Answer these from the vshard module reload email:
(a) What cfg option does the commit introduce?
(b) For which modules does reload work?
(c) How many comments does the reviewer announce?

PAGE TEXT:

** begin **

[tarantool-patches] Re: [PATCH 2/3] Complete module reload
Vladislav Shpilevoy
v.shpilevoy at tarantool.org
Thu Jul 19 18:14:53 MSK 2018
Thanks for the patch! See 13 comments below.
On 18/07/2018 20:47, AKhatskevich wrote:
> In case one need to upgrade vshard to a new version, this commit
> improves reload mechanism to allow to do that for a wider variety of
> possible changes (between two versions).
>
> Changes:
> * introduce cfg option `connection_outdate_delay`
> * improve reload mechanism
> * add `util.async_task` method, which runs a function after a
> delay
> * delete replicaset:rebind_connections method as it is replaced
> with `rebind_replicasets` which updates all replicasets at once
>
> Reload mechanism:
> * reload all vshard modules
> * create new `replicaset` and `replica` objects
> * reuse old netbox connections in new replica objects if
> possible
> * update router/storage.internal table
> * after a `connection_outdate_delay` disable old instances of
> `replicaset` and `replica` objects
>
> Reload works for modules:
> * vshard.router
> * vshard.storage
>
> Here is a module reload algorithm:
> * old vshard is working
> * delete old vshard src
> * install new vshard
> * call: package.loaded['vshard.router'] = nil
> * call: old_router = vshard.router -- Save working router copy.

** end **

EXCERPTED DATA:
** begin **

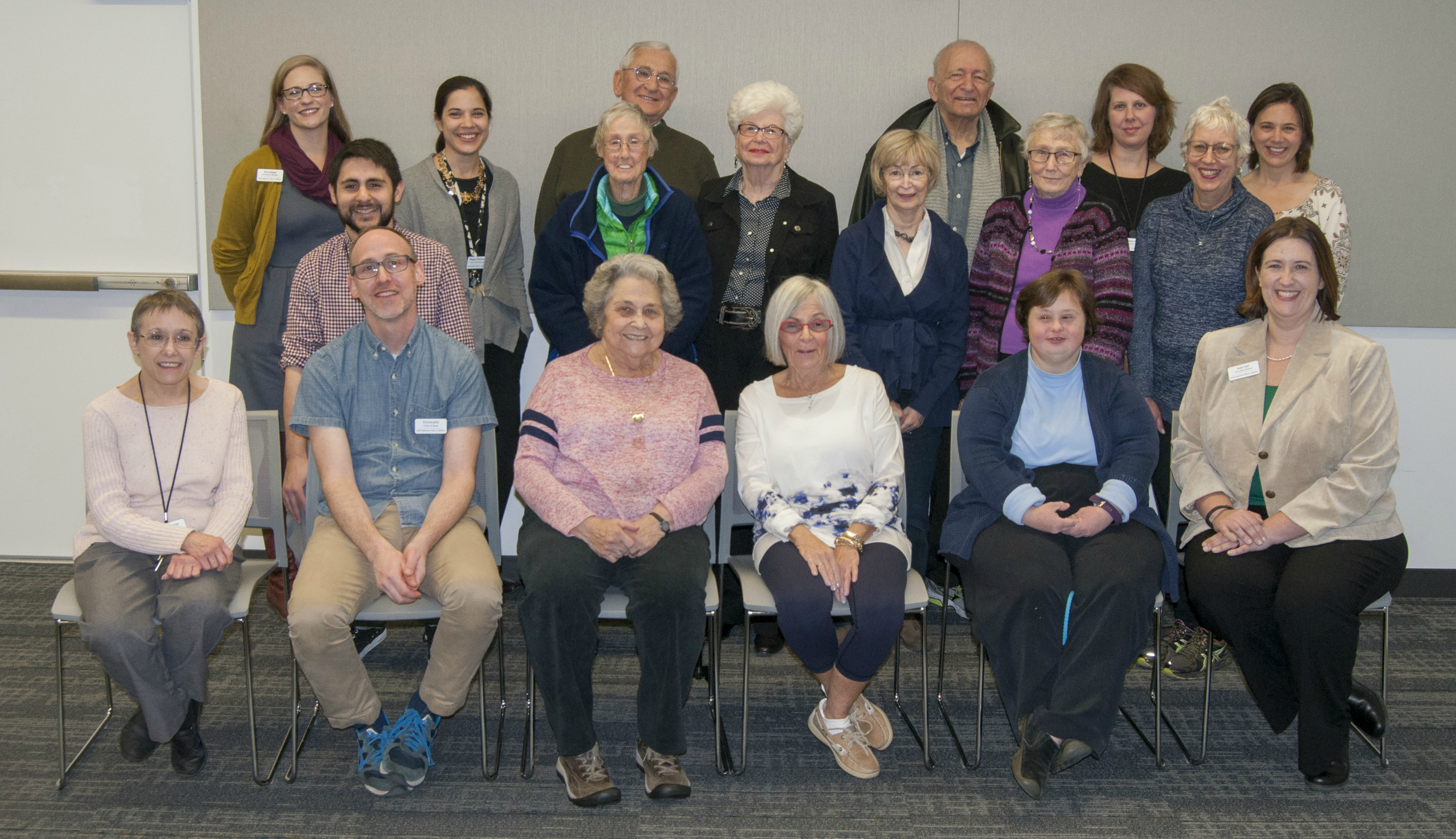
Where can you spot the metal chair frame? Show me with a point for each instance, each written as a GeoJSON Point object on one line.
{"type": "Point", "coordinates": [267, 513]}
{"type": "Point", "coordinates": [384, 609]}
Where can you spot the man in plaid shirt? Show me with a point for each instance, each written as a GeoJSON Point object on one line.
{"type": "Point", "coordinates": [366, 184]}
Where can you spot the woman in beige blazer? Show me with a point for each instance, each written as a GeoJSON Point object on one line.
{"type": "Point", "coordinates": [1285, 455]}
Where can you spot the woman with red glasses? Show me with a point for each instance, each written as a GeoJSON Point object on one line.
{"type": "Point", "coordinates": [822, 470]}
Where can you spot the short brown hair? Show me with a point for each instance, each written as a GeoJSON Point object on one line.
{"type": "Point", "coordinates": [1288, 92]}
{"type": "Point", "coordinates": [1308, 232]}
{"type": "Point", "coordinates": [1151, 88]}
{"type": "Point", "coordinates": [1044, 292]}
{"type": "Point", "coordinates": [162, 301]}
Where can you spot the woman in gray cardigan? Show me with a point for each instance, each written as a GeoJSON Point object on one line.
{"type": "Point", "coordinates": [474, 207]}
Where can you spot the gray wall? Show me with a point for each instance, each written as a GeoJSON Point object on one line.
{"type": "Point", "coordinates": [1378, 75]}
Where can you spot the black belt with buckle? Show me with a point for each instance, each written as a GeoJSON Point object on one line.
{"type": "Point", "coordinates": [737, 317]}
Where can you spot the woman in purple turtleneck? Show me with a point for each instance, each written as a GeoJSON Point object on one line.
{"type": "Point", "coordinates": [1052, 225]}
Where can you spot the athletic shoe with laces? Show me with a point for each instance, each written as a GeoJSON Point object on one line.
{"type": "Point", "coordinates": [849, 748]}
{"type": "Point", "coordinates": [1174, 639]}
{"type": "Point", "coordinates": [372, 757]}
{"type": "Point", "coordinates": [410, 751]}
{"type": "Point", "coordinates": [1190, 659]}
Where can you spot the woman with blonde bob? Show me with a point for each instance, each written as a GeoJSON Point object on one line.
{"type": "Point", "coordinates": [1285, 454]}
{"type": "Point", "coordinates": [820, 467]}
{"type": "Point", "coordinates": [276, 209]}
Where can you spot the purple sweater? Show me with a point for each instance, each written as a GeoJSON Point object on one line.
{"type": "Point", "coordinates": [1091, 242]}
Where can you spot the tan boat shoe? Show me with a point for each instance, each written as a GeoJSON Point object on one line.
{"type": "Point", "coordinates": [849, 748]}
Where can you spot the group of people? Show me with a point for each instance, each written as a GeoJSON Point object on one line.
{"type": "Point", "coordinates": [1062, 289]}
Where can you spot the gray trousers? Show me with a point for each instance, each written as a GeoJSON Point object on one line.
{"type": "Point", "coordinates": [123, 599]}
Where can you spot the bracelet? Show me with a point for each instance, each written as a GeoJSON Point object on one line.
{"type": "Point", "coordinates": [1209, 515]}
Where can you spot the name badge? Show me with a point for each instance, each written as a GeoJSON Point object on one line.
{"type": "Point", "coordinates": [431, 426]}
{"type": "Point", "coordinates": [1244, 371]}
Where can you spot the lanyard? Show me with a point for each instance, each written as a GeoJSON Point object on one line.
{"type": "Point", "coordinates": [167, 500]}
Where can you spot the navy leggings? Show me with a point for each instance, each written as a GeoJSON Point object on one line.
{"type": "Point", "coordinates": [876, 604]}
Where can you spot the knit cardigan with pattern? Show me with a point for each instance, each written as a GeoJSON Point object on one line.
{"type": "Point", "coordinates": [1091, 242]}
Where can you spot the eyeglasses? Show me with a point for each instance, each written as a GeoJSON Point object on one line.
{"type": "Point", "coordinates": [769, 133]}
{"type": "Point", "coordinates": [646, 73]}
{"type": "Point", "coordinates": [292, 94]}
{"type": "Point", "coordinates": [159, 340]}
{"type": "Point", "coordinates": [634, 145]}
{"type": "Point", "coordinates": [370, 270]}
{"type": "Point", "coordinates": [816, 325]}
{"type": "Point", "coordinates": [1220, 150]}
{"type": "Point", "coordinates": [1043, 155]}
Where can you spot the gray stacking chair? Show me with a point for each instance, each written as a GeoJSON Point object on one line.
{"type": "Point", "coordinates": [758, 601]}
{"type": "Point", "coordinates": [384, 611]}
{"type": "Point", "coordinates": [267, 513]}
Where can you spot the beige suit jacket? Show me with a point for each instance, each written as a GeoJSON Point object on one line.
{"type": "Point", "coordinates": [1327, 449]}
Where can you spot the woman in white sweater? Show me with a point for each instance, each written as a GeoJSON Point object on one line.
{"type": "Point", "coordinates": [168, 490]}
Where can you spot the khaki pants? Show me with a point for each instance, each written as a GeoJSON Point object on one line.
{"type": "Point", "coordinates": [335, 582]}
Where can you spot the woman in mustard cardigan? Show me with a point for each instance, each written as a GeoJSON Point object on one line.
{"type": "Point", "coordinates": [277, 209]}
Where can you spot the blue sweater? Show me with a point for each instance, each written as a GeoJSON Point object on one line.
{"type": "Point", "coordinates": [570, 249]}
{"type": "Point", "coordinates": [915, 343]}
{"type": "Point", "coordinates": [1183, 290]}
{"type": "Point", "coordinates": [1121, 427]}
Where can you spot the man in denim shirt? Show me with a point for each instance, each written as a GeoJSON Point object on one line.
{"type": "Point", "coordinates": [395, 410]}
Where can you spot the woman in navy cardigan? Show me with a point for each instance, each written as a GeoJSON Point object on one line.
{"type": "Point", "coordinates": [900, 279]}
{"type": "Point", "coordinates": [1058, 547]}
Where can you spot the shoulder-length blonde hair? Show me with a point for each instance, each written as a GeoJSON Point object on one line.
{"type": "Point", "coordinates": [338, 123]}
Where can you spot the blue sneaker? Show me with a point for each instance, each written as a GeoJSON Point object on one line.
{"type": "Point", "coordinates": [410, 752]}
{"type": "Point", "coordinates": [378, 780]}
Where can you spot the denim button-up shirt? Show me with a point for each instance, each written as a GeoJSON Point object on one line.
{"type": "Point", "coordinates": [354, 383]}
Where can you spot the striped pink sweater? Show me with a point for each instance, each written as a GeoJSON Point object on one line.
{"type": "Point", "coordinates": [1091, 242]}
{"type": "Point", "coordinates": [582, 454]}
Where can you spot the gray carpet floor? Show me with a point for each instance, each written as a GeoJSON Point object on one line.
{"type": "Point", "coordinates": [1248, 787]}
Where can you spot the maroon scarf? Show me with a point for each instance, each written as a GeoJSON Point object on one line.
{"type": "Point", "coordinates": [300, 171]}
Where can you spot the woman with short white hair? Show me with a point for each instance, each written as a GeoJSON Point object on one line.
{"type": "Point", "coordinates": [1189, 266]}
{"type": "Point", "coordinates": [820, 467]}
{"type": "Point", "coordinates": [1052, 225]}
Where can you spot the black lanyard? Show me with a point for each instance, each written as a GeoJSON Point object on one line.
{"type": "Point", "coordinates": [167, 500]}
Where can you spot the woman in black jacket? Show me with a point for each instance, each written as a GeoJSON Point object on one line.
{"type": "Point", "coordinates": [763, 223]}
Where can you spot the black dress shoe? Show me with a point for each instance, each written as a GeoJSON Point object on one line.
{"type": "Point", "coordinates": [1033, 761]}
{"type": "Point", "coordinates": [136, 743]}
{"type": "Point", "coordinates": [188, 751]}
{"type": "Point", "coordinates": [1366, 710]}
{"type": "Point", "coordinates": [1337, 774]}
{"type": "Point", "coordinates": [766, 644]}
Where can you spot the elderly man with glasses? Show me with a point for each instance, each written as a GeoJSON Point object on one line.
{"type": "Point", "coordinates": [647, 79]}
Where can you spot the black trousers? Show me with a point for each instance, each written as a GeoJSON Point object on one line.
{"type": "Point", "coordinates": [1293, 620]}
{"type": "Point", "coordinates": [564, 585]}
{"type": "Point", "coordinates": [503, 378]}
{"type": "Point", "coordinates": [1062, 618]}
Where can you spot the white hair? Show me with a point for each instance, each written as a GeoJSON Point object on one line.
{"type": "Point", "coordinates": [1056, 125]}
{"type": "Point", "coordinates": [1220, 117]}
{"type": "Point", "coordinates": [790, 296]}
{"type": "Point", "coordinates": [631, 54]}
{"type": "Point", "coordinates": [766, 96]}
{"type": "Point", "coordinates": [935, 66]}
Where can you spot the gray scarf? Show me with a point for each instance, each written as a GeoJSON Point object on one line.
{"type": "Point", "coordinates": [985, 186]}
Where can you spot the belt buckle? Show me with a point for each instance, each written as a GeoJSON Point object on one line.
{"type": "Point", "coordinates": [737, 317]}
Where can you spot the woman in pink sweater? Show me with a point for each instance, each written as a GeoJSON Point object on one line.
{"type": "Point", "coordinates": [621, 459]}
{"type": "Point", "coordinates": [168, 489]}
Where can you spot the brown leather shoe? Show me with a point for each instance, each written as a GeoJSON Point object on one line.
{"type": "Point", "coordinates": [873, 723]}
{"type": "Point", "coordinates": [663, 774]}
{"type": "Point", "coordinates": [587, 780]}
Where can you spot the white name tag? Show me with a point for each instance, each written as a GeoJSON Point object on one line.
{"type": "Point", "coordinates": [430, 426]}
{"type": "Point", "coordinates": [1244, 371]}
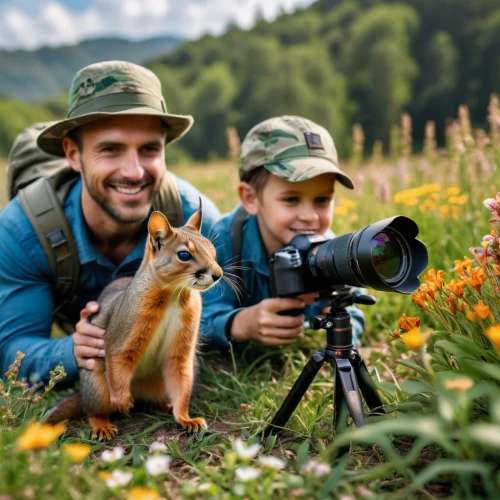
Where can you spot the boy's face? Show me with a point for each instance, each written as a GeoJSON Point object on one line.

** end **

IN RESPONSE:
(a) `connection_outdate_delay`
(b) vshard.router and vshard.storage
(c) 13